Short task
Please render this sentence from the Foucault pendulum text in Spanish: "Ω is a constant; it does not change over the course of a simulation run."

Source document
□ □ □
The calculations in the Foucault pendulum simulation

This page accompanies the page with the Foucault pendulum simulation. Here I discuss the way that the calculations have been set up.

The coordinate system is spherical coordinates, with θ (theta) as the counterpart of longitude and φ (phi) as the counterpart of latitude. As everywhere else on this site I use the capital letter Ω to denote the angular velocity of the system as a whole, and I use the small letter ω for the instantaneous velocity of some object. Ω is a constant; it does not change over the course of a simulation run.

In the case of an actual Foucault pendulum the wire's suspension point is above the surface, so that gravity provides the restoring force for the pendulum. In this simulation the restoring force is expressed as an elastic force that acts towards a point of attraction, and this point of attraction is on the surface itself.
□ □ □
Data rows
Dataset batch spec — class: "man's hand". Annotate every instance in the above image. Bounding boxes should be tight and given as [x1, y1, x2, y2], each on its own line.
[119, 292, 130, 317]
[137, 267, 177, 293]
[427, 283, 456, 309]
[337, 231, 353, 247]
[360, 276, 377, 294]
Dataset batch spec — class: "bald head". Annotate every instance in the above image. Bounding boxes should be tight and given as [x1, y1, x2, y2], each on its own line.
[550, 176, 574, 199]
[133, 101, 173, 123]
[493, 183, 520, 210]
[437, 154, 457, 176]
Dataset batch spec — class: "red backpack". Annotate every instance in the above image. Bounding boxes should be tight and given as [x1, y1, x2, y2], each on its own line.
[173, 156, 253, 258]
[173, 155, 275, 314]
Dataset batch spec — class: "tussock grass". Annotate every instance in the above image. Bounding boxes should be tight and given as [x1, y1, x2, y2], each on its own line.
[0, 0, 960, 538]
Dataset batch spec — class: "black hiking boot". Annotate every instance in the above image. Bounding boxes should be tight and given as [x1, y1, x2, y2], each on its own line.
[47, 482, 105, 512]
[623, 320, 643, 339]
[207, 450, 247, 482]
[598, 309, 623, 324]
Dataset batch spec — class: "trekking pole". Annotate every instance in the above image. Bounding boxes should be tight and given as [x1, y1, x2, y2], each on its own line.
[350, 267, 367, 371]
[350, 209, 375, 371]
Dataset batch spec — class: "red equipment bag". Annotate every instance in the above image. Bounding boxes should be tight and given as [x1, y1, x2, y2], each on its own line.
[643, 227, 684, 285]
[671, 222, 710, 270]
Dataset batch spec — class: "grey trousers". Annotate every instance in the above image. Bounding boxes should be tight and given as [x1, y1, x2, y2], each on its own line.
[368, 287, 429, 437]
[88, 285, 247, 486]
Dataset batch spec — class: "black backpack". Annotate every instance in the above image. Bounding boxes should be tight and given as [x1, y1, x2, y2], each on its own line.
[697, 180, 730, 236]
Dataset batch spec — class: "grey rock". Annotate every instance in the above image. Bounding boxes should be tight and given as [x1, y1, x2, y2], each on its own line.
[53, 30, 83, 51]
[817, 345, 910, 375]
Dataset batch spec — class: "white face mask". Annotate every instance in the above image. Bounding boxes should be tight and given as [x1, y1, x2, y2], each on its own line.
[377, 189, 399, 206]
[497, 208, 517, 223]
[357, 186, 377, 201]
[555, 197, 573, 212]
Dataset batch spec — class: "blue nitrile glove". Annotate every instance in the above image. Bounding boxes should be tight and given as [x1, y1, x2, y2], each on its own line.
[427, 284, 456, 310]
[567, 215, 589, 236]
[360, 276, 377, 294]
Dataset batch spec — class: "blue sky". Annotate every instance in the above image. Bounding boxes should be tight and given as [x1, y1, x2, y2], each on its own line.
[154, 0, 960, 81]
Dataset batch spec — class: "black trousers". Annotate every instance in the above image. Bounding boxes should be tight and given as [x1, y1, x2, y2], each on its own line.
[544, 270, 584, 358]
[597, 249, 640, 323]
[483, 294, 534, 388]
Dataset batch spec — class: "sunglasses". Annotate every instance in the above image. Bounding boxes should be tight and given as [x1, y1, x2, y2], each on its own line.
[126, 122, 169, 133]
□ □ □
Task response
Ω es una constante; no cambia a lo largo de una ejecución de la simulación.